▸ **Document text**:
Today was horrible. I just didn't feel right. I was so tired and all I wanted to do was sleep. I know I am detoxing bad, but I haven't given up.
I went over to my friend's house for their 4th of July cook out. Of course everything smelled good to me. But I didn't eat anything at all. I had several people encourage me to eat something but they could see that I was really myself.
I don't feel so horrible that I want to eat. It is just that I am detoxing and things are changing. Burning fat, my breath smells horrible no matter how many times I brush it. That kind of thing. Even if eat something right now, I am sure it won't make me feel any better either. So I am sticking with it.
I think I only drank about 30 or 40
oz of water. I think I might need to drink more than that to flush the ketones out of my systems. That is what is probably making me feel a bit ill.
I didn't do much walking to day. Just sitting and lounging around alot. I have been sleeping a lot today. Naps here and there. Just resting on my water fast. Wow, this
Water Fast is really kicking my butt this time. Sometimes I wonder if I can go on or not.
I am a bit depressed if that is what you call it. It is almost like a bit of sadness, yet numbness that I just can't place. I know today was Person A day off, but he didn't call. Therefore, did't want to spend time with me. Yet Person B asked me repeatedly about going to the fireworks with his daugther and I turned him down. Mostly because I wasn't feeling the great.
I guess I am wondering myself if would have been happier spending with Person B rather then with a couple friends. I never got to spend many holidays with Person A. He never let me in his inner circle much. I just wonder why I miss him.
Well day 11 is almost hear and I am happy and God has been sharing alot with me. I am becoming more humble and receptive to Him. And my thoughts of Person A is kind of fading away. I don't know if it is just because of the fast or if it is for good.
I hope everyone here is doing well and had a wonderful 4th of July. Big Beat, you keep it up! You are doing GREAT! And everyone else too. Please help me keep with it. I am struggling myself, but I know it isn't time for me to end my fast. God will tell me when. I just hope it is soon. LOL.
YOu can all do it. I believe in you all!

▸ **Data extracts**:
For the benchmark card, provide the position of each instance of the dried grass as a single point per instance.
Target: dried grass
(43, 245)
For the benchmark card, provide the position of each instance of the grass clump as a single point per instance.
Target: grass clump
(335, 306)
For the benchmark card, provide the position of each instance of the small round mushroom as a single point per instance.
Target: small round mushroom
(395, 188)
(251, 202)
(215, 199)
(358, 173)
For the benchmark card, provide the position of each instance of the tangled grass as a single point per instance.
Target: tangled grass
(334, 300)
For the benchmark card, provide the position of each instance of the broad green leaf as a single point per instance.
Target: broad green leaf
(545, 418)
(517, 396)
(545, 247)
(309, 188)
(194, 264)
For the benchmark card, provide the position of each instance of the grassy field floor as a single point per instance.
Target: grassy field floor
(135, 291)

▸ **Brief**: Decide whether each statement agrees with the fasting journal entry above, answering yes or no and quoting the deciding words of the entry: (a) The writer ate nothing at the friend's Fourth of July cookout. (b) The writer went to the fireworks with Person B. (c) The writer did a lot of walking that day.

▸ **Finished exercise**:
(a) Yes: "But I didn't eat anything at all."
(b) No: "Yet Person B asked me repeatedly about going to the fireworks with his daugther and I turned him down."
(c) No: "I didn't do much walking to day."